→ **Dataset content**:
■ ■ ■ ■ ■
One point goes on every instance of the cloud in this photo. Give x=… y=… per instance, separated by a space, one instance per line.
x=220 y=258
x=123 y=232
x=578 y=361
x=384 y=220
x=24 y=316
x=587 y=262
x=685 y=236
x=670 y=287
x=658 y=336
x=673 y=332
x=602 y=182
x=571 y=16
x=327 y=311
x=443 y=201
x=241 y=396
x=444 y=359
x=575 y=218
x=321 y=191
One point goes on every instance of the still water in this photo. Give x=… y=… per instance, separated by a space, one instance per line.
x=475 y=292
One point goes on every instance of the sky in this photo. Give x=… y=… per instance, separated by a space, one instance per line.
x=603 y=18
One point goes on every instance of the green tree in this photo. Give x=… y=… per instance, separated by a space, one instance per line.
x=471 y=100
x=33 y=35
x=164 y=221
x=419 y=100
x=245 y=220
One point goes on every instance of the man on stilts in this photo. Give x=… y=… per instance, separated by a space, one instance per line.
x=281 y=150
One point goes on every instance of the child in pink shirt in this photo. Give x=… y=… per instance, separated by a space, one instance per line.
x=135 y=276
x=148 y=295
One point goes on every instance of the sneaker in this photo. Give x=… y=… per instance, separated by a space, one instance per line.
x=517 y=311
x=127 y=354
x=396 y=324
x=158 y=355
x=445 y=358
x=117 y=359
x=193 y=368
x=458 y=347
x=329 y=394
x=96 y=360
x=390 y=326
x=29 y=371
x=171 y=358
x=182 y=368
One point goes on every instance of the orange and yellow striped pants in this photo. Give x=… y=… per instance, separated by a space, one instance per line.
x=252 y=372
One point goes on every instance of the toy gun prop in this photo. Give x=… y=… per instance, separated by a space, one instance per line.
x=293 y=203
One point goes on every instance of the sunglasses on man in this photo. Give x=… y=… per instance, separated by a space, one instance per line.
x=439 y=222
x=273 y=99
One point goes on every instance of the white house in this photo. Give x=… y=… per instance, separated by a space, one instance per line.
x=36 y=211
■ ■ ■ ■ ■
→ **Exercise objective**:
Rewrite the lines above with every occurrence of "instance" changed to "item", leaving all other text as it is.

→ **Answer in full**:
One point goes on every item of the cloud in this photo. Give x=… y=… per item, separated by a space, one item per line.
x=220 y=258
x=123 y=232
x=578 y=361
x=384 y=220
x=24 y=316
x=587 y=262
x=685 y=236
x=670 y=287
x=658 y=336
x=673 y=332
x=602 y=182
x=571 y=16
x=327 y=311
x=443 y=201
x=241 y=396
x=444 y=359
x=575 y=218
x=321 y=191
One point goes on every item of the still water in this photo. Give x=… y=… per item, separated by a space, one item per line.
x=475 y=292
One point goes on every item of the sky in this photo. Give x=… y=… per item, separated by a space, one item per line.
x=603 y=18
One point goes on every item of the green tree in this photo. Give x=… y=… per item, separated by a space, one item per line.
x=471 y=100
x=33 y=35
x=164 y=221
x=419 y=100
x=245 y=220
One point goes on every item of the man on stilts in this photo. Give x=… y=… per item, separated by a space, one item per line.
x=281 y=150
One point goes on every item of the child in pink shirt in this photo. Give x=… y=… per item, separated by a space, one item per line.
x=135 y=276
x=148 y=295
One point goes on every item of the sneaker in this photo. Give x=… y=… per item, separated by a space, one item per line.
x=517 y=311
x=127 y=354
x=396 y=324
x=158 y=355
x=445 y=358
x=117 y=359
x=193 y=368
x=458 y=347
x=329 y=394
x=96 y=360
x=390 y=326
x=29 y=371
x=171 y=358
x=182 y=368
One point goes on every item of the orange and yellow striped pants in this photo. Give x=… y=… per item, separated by a space, one item per line.
x=252 y=372
One point goes on every item of the toy gun prop in this photo. Give x=… y=… per item, separated by a space, one item per line.
x=293 y=203
One point goes on every item of the sunglasses on man in this photo. Give x=… y=… per item, separated by a space, one item per line.
x=439 y=222
x=273 y=99
One point goes on every item of the white house in this photo. Give x=… y=… per item, separated by a space, one item per line.
x=36 y=211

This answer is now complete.